┏━━
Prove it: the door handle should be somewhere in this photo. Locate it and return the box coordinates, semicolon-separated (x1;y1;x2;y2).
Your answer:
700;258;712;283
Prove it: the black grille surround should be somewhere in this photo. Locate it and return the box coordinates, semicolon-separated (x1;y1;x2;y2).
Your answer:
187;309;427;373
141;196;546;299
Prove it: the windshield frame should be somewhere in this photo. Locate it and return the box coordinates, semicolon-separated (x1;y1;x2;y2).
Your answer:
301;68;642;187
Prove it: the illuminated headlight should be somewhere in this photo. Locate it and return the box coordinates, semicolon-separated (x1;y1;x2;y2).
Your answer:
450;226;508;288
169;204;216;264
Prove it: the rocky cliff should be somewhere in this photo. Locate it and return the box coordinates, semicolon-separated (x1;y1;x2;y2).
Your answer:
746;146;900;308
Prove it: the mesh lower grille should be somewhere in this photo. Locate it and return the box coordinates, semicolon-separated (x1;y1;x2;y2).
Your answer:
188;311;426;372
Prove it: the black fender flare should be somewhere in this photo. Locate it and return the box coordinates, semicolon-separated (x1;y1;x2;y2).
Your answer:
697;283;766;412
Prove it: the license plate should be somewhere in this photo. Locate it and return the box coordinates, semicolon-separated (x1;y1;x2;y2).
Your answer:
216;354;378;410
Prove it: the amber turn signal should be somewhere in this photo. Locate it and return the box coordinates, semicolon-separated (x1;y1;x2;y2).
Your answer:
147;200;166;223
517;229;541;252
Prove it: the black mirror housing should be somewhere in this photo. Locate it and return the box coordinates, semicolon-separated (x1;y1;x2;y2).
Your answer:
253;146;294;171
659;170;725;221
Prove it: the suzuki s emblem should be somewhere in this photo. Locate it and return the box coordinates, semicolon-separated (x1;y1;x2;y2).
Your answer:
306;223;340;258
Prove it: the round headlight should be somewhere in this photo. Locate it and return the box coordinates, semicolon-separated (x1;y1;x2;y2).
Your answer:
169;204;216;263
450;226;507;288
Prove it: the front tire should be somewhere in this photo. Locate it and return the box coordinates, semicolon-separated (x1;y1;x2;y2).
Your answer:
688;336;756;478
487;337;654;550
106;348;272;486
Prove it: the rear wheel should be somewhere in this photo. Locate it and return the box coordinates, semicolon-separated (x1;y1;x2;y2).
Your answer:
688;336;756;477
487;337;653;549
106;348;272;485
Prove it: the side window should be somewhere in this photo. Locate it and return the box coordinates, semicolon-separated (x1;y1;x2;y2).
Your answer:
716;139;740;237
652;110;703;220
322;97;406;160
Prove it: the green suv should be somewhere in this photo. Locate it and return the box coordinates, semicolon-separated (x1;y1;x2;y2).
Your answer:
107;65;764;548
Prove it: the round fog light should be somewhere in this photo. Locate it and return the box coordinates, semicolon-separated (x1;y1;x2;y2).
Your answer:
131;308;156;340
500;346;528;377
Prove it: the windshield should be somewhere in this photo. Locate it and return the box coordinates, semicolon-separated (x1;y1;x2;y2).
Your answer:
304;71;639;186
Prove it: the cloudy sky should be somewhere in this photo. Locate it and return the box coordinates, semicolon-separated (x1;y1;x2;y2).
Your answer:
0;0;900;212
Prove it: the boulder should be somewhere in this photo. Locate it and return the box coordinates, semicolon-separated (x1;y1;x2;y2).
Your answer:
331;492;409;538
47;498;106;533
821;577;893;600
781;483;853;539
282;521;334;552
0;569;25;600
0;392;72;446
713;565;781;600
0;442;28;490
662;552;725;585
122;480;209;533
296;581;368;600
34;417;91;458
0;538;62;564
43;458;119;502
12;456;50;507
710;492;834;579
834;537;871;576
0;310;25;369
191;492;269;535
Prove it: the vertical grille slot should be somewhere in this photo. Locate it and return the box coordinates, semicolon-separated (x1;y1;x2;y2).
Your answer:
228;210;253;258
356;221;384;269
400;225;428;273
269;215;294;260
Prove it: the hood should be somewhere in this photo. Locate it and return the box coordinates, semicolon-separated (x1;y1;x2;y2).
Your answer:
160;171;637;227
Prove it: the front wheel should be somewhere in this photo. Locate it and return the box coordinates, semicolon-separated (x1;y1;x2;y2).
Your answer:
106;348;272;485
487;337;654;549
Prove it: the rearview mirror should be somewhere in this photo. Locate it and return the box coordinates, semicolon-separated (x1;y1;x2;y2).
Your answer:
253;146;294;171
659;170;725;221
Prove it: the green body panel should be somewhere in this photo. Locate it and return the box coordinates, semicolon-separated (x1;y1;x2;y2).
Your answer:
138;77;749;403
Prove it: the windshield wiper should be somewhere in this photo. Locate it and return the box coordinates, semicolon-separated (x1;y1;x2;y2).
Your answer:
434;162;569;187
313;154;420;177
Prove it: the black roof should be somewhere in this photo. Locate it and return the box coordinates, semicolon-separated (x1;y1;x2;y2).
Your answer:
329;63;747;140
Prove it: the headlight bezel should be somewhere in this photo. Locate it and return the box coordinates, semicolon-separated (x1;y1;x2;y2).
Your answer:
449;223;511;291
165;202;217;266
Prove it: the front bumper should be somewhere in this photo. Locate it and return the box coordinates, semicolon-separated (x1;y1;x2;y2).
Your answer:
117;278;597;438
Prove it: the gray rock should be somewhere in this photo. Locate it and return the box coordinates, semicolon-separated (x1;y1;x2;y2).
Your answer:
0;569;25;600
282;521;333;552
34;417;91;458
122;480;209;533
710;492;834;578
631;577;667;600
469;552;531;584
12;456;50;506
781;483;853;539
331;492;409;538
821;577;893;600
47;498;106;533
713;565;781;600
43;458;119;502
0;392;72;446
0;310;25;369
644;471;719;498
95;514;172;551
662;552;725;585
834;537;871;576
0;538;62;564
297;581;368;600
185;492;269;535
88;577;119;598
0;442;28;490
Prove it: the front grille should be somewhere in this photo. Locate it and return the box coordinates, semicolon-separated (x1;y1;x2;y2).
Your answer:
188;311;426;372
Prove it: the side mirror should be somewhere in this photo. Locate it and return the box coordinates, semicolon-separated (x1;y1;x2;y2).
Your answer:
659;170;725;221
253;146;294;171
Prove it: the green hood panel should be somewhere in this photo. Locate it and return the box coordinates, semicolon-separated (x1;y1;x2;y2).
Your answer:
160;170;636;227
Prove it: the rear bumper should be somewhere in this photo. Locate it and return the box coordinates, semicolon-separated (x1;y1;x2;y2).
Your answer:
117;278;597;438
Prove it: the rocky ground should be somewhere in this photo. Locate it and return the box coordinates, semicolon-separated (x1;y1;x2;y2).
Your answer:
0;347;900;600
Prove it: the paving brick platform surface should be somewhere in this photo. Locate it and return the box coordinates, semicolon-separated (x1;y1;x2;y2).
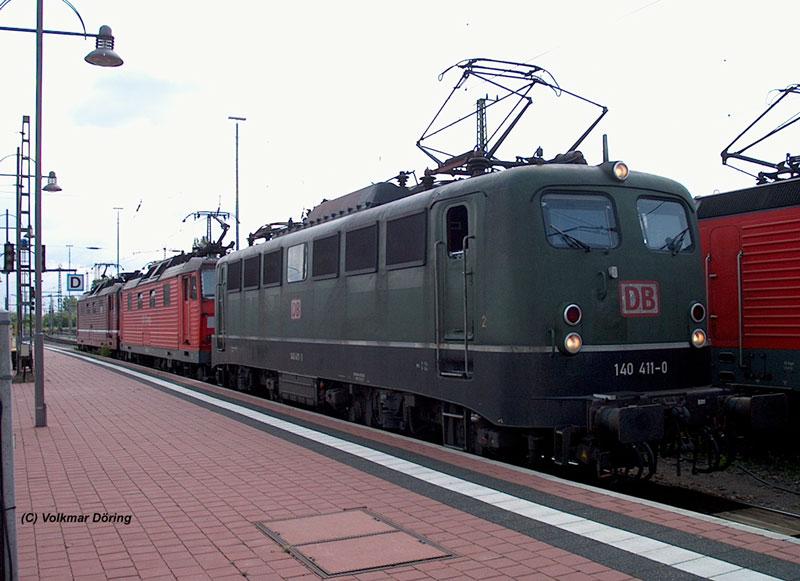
┗━━
*WHAT YOU HAVE TO DO*. Please copy every one of the rows above word for word, leaving the pictures out of your answer.

*THE REPLY*.
Prove it: the door handle should be somewhere in this photo. Locate it and return the box coordinates, semicolon-separated (x1;y1;x2;y2).
Your answer:
700;258;712;283
Prove it: the black grille surround should be somewhere in this photo. Locate it and return the box coordinates, semicolon-separated (x1;y1;x2;y2).
Your answer:
187;309;427;373
141;196;546;299
Prove it: the windshield frame should be somewhere in this photo. Locate it and return the box coordinates, semicolon-separated (x1;y1;x2;y2).
Your answer:
301;68;642;187
Prove it: the illuminated headlight should be somewhere in this photo. Locate it and return the box coordinates, semicolon-separated (x1;y1;x2;y2).
Your answer:
450;226;508;288
169;204;216;264
Prove it: the rocky cliff should be somewhere in this photo. Locate it and return the box coordinates, semicolon-separated (x1;y1;x2;y2).
Your answer:
746;146;900;308
Prove it: the mesh lower grille should be somewhere in this photo. Locate it and return the box coordinates, semicolon-separated (x1;y1;x2;y2).
Your answer:
188;311;426;372
Prove it: the black fender flare should be somewhere in this photo. Locate it and return the box coordinates, semicolon-separated (x1;y1;x2;y2).
Your answer:
697;283;766;412
Prove it: the license plate should be somewhere in this photo. Locate it and return the box coordinates, semicolon-separated (x1;y1;x2;y2).
Your answer:
216;354;378;410
Prove it: the amber turn signal should be somewhere in this photo. Locate it and return the box coordinates, semicolon-separated (x1;y1;x2;y2).
Your answer:
147;200;166;223
517;229;541;252
Prove it: the black mirror housing should be somewhere in this photo. Locate it and return the box coordinates, semicolon-separated (x1;y1;x2;y2).
Your answer:
253;146;294;171
659;170;725;221
Prove it: the suzuki s emblem should be somewhere in this photo. Locate it and return the box coordinates, semicolon-separated (x1;y1;x2;y2).
Your answer:
306;223;340;258
Prove it: the round headlight should be somewhere in this photo. Locate it and return the box coordinates, semicolon-separated (x1;y1;x2;y2).
Your answer:
169;204;216;263
450;226;507;288
Prove it: the front tire should be somewhere in this photo. Locate it and return the box coordinates, semicolon-separated (x1;y1;x2;y2).
Your answer:
688;336;756;478
487;337;654;550
106;348;272;486
Prove it: the rear wheel should be somewhere in this photo. Locate it and return the box coordinates, semicolon-separated (x1;y1;x2;y2).
Your answer:
688;336;756;477
487;337;653;549
106;348;272;485
Prove it: the side window should be somewhere in this photo. Locate it and return the box coordinates, semicolon-separated (x1;y1;x2;y2).
Your answer:
716;139;740;237
652;110;703;220
322;97;406;160
Prove it: the green suv should be somewhere in this photo. Locate it and return the box coordinates, semicolon-separated (x1;y1;x2;y2).
Your answer:
107;65;764;548
Prove it: the round fog light should be somewhere in this photo. Locate it and return the box coordinates, semicolon-separated (x1;y1;x2;y2).
Your answer:
131;308;156;340
500;346;528;377
Prove it: the windshield should be somewhere in this photo. Locate it and return the box coordinates, semicolon-separated (x1;y1;x2;y2).
Your answer:
304;71;639;186
Prove it: the cloudy sky should be somewhere in this photo. Locate it and return the box coordinates, semicolon-separated (x1;y1;x2;y2).
Your answer:
0;0;900;212
Prove it: the boulder should be somewhere in this photo. Locate it and return the box coordinates, semicolon-separated (x1;y1;x2;y2).
Your answer:
331;492;409;538
47;498;106;533
821;577;893;600
781;483;853;539
282;521;334;552
0;569;25;600
0;392;72;446
713;565;781;600
0;442;28;490
662;552;725;585
122;480;209;533
296;581;368;600
34;417;91;458
0;538;62;564
43;458;119;502
12;456;50;507
710;492;834;579
834;537;871;576
0;310;25;369
191;492;269;535
Prove it: the vertical grille slot should be somewhere in this photo. Locate it and return the box coordinates, semicolon-separated (x1;y1;x2;y2).
Your answer:
228;210;253;258
356;221;384;269
400;225;428;273
269;215;294;260
Prove it: the hood should be somewhere in this photo. Locate it and return the box coordinates, semicolon-separated (x1;y1;x2;y2).
Your answer:
160;171;637;227
Prove it: the front wheel should be somewhere in this photo. Locate it and return the box coordinates, semicolon-separated (x1;y1;x2;y2).
Your answer:
106;348;272;485
487;337;654;549
Prove it: the rearview mirror should be somewhere in this photo. Locate it and return the box coordinates, semicolon-separated (x1;y1;x2;y2).
Your answer:
253;146;294;171
659;170;725;221
Prove it: the green body panel should be somewhere in this photo. Locate it and return the box coordinates, semicolon-separated (x1;y1;x2;y2).
Your answer:
138;77;749;403
Prove it: the windshield wiper should be somewhere in this photo. Locate it and return the box coordinates, semicolon-separated (x1;y1;x2;y2).
Your answer:
434;162;569;187
313;154;420;177
Prove it: the black roof should be somewhere in this photo. Locate it and return the box coordinates, semicolon-separated (x1;y1;x2;y2).
Your answer:
329;63;747;140
Prove it: the headlight bezel should be somewhere in this photo. Locate it and return the box coordinates, semicolon-separated (x1;y1;x2;y2).
Your answer:
449;223;511;291
165;202;217;266
Prove it: the front bumper should be somewhere in this photo. Locate it and return the box coordinates, semicolon-separated (x1;y1;x2;y2).
Your answer:
117;278;597;438
Prove it: the gray rock should be somewhere in this photo. Locate it and return the box coordinates, semicolon-separated (x1;y1;x2;y2).
Your answer:
0;569;25;600
282;521;333;552
34;417;91;458
122;480;209;533
710;492;834;578
631;577;667;600
469;552;531;584
12;456;50;506
781;483;853;539
331;492;409;538
821;577;893;600
47;498;106;533
713;565;781;600
43;458;119;502
0;392;72;446
0;310;25;369
644;471;719;498
95;514;172;551
662;552;725;585
834;537;871;576
0;538;62;564
297;581;368;600
185;492;269;535
88;577;119;598
0;442;28;490
Prove it: the front grille should be somewhere in this photo. Locate it and return the box coordinates, semicolon-separated (x1;y1;x2;y2).
Your answer:
188;311;426;372
Prove it: the side mirror should be somewhere in this photo. Locate it and return the box coordinates, semicolon-separated (x1;y1;x2;y2).
Your answer:
659;170;725;221
253;146;294;171
Prove it: the green hood panel should be somewhere in this photo. Locate it and return the box coordinates, semicolon-separated (x1;y1;x2;y2).
Your answer:
160;170;636;227
Prove it: the rear bumper should be somewhere in this photo. Locate it and return the box coordinates, semicolon-separated (x1;y1;x2;y2).
Your answer:
117;278;597;438
Prove it: the rocky ground should be somewhere in this photo. Locate it and return the box coordinates, semicolon-separated (x1;y1;x2;y2).
Your answer:
0;347;900;600
Prove it: the paving brick platform surface should be somewhere in this photo. Locate it and return the box coordinates, semicolon-separated (x1;y1;x2;y2).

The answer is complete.